* _Task goal_
When you reach the line that contains "Mark the high-rise", set down that line and every one after it through the end of the records, exactly as written and with no pictures.

* _Input_

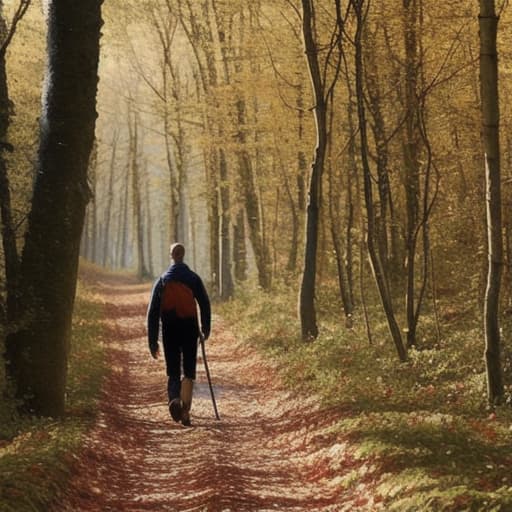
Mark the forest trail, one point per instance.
(268, 451)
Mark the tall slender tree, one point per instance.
(37, 353)
(488, 21)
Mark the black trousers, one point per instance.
(180, 337)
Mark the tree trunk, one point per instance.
(252, 203)
(138, 228)
(11, 256)
(307, 310)
(226, 278)
(377, 267)
(411, 160)
(490, 128)
(110, 199)
(239, 248)
(37, 354)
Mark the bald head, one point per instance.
(177, 252)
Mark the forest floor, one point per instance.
(270, 450)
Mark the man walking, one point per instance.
(173, 303)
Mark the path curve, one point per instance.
(266, 453)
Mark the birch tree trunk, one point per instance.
(37, 353)
(488, 21)
(377, 267)
(110, 200)
(307, 310)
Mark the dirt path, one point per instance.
(267, 452)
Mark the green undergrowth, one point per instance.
(420, 434)
(36, 454)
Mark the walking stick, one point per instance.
(201, 340)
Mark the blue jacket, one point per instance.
(181, 273)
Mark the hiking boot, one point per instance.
(176, 409)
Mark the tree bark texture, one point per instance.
(488, 21)
(307, 310)
(11, 256)
(37, 353)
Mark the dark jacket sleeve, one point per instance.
(204, 306)
(153, 316)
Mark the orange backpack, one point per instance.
(178, 297)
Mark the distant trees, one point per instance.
(387, 96)
(36, 352)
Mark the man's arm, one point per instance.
(204, 307)
(153, 317)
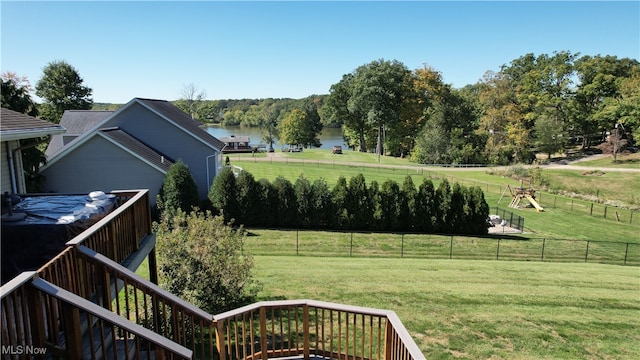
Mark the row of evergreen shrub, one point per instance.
(350, 206)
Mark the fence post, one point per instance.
(263, 332)
(351, 246)
(586, 254)
(451, 247)
(626, 251)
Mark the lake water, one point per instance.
(329, 137)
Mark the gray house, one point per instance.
(132, 147)
(14, 127)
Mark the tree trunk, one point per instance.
(379, 148)
(363, 144)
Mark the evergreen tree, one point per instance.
(389, 205)
(357, 203)
(267, 204)
(287, 204)
(200, 260)
(224, 194)
(304, 193)
(248, 199)
(179, 191)
(339, 199)
(407, 204)
(61, 89)
(322, 206)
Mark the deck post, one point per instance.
(305, 326)
(263, 333)
(220, 340)
(71, 321)
(36, 319)
(388, 340)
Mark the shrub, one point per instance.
(179, 190)
(223, 194)
(200, 259)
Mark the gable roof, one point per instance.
(125, 141)
(77, 122)
(173, 114)
(137, 148)
(80, 121)
(162, 108)
(233, 138)
(15, 125)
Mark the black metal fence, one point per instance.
(428, 246)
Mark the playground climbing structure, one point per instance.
(517, 194)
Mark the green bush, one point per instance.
(224, 194)
(200, 259)
(179, 191)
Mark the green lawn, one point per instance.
(622, 160)
(479, 309)
(564, 217)
(467, 309)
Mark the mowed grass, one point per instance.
(622, 161)
(478, 309)
(563, 218)
(311, 243)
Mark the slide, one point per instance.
(534, 203)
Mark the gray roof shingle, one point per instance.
(13, 123)
(170, 111)
(135, 146)
(77, 122)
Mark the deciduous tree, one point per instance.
(61, 88)
(200, 260)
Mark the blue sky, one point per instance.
(294, 49)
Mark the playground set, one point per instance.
(518, 193)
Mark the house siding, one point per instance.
(102, 165)
(5, 181)
(152, 130)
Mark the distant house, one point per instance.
(236, 144)
(15, 126)
(132, 147)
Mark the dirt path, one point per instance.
(275, 156)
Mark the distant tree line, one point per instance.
(350, 205)
(544, 103)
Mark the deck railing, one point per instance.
(41, 320)
(118, 234)
(308, 328)
(84, 304)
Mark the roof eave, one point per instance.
(8, 135)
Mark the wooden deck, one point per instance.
(87, 303)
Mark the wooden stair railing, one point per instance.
(140, 301)
(40, 318)
(275, 329)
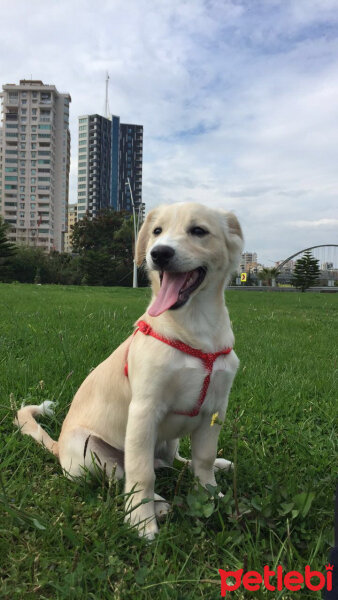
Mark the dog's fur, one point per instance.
(127, 424)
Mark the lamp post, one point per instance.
(136, 230)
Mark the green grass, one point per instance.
(60, 539)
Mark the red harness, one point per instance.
(208, 359)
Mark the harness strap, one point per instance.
(208, 359)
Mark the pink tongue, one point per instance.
(168, 294)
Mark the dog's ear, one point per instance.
(234, 239)
(143, 236)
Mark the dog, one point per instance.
(170, 377)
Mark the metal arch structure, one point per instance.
(301, 252)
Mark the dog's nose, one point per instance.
(161, 255)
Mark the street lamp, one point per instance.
(136, 230)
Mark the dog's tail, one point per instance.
(29, 426)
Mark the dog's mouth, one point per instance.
(176, 289)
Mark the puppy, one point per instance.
(168, 378)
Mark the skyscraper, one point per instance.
(34, 170)
(110, 154)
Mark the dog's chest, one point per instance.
(186, 385)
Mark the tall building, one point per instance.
(109, 164)
(130, 165)
(34, 170)
(72, 219)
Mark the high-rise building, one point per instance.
(34, 170)
(72, 219)
(130, 166)
(109, 165)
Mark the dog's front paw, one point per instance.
(161, 507)
(221, 464)
(143, 521)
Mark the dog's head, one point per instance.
(188, 247)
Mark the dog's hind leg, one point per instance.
(81, 449)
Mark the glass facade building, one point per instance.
(110, 158)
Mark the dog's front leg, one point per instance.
(203, 450)
(139, 469)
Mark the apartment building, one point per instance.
(72, 219)
(109, 165)
(34, 168)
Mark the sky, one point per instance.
(238, 100)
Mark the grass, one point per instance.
(60, 539)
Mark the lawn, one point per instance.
(60, 539)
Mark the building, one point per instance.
(248, 262)
(34, 171)
(72, 219)
(109, 165)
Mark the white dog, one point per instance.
(168, 378)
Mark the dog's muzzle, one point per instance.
(161, 256)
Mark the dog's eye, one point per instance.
(199, 231)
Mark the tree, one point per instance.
(105, 246)
(306, 272)
(267, 275)
(7, 251)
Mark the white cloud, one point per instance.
(237, 99)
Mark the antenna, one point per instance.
(106, 104)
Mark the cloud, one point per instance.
(327, 223)
(238, 99)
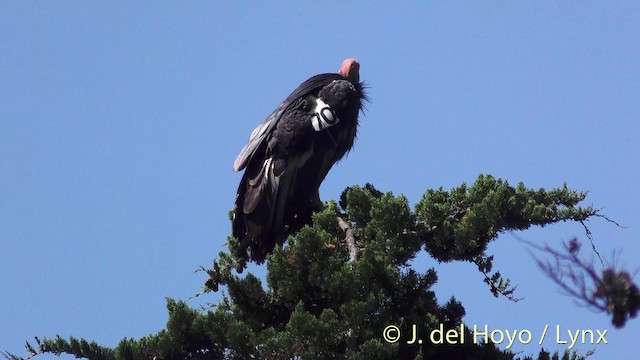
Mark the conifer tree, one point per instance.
(334, 288)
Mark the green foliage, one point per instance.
(319, 305)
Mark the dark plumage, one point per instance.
(288, 156)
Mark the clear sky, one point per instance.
(119, 124)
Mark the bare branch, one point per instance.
(612, 291)
(350, 239)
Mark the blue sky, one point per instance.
(119, 124)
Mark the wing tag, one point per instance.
(324, 117)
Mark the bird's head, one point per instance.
(351, 70)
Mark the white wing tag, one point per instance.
(324, 117)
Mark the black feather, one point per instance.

* _Response_
Mark the high-rise building, one point per instance.
(34, 170)
(72, 219)
(130, 166)
(109, 165)
Mark the dog's front paw, one point per instance.
(161, 507)
(221, 464)
(143, 521)
Mark the dog's head, one point per instance.
(188, 247)
Mark the dog's hind leg, one point per instance.
(81, 449)
Mark the glass facade building, one point per instance.
(110, 158)
Mark the dog's front leg, one point per instance.
(203, 450)
(139, 469)
Mark the apartment building, one point per instance.
(72, 219)
(109, 165)
(34, 168)
Mark the sky, one point per instance.
(238, 100)
Mark the grass, one point per instance.
(60, 539)
Mark the lawn, one point per instance.
(60, 539)
Mark the building, one point per instance.
(248, 262)
(34, 171)
(72, 219)
(109, 165)
Mark the white dog, one point per instance.
(168, 378)
Mark the dog's muzzle, one point per instance.
(161, 256)
Mark the dog's eye, one point per instance.
(199, 231)
Mark the tree, one point per instance.
(105, 246)
(306, 272)
(267, 275)
(7, 251)
Mark the white cloud, one point per instance.
(237, 99)
Mark the antenna, one point per instance.
(106, 104)
Mark the cloud, one point per instance.
(327, 223)
(238, 99)
Mark the conifer tree, one point per instance.
(334, 288)
Mark the green foliage, one point per instance.
(319, 305)
Mark the dark plumage, one point per instance.
(288, 156)
Mark the clear sky, one point per instance.
(119, 124)
Mark the bare branch, one point per instance.
(612, 291)
(350, 239)
Mark the blue sky, one point per instance.
(119, 124)
Mark the wing tag, one point per instance.
(324, 117)
Mark the bird's head, one point per instance.
(351, 70)
Mark the white wing tag, one point per instance.
(324, 117)
Mark the black feather, one point per instance.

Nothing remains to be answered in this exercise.